To-do list>
- a) In the Blood Ravens army post, what color primer were the models first given before being sprayed red?
- b) Write what comes next in the Blood Ravens army post, picking up after its final sentence.

Extract to read>

● ● ● ●

# Blood Ravens Army Project



## TheGamer2kx (Apr 20, 2011)

Being a fairly new player, and with the Dawn of War computer game being my introduction to the WH40k universe, I decided to make my first tabletop army Blood Ravens, in a nod to what brought me here. 

I'm only going to post in-progress stuff here, as my finished models are already posted in another section. 

This is the first army I've ever painted, so it's been slow going, really. I've been painting alongside a good friend of mine while he works on his stuff, and watching him as I go to pick up a few tricks. 

Being that the entire army is red, all models were originally primed in white primer, and then spray painted red. On a number of the models, i went a bit heavy on the primer, as can be noticed in some photos. 

I will post more as each of the models gets finished/progresses, or as I add new models to the army!

● ● ● ●

Supplied data>
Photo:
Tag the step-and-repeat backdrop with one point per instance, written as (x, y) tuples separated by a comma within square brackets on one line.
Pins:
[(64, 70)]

● ● ● ●

Expected outputs>
- a) White primer.

- b)
Close to being finished Terminator Assault Squad:










Half-finished Honor Guard, I used the Command Squad pack, and a Dark Angels Sprue pack for the nifty little bits. 










Vanguard Veterans, some of them were made with spare Black Templars and Dark Angels Bits to give them a more unique look, and all of them except the Sgt are beakies... just because they look cool!










Sternguard Squad- My first sternguard squad, all converted from Assault on Black Reach marines, mainly because i liked the helmets. For some of them, it took a lot of filing off of arms, and green stuff repairs to get them looking right. Half of the chest of the far right model is green stuff, as i had to remove the arm from the side of the body. The Sgt's power sword is custom-made from a combat blade, with the hilt and such of a chainsword. (mainly because I ran out of power weapons and had to get creative.)










Librarians! 
I went a little crazy with some bits, and managed to make a total of 11 librarians... dunno what i'm gonna do with them, but I made em! going to give the less robed ones more detail and make them epistolaries, i think. 










Chief Librarian- I'm working on this guy mainly as a challenge to myself, just to see what I can accomplish with Green Stuff and modding in general. It's been pretty hard so far, but I think it is turning out well for a first attempt.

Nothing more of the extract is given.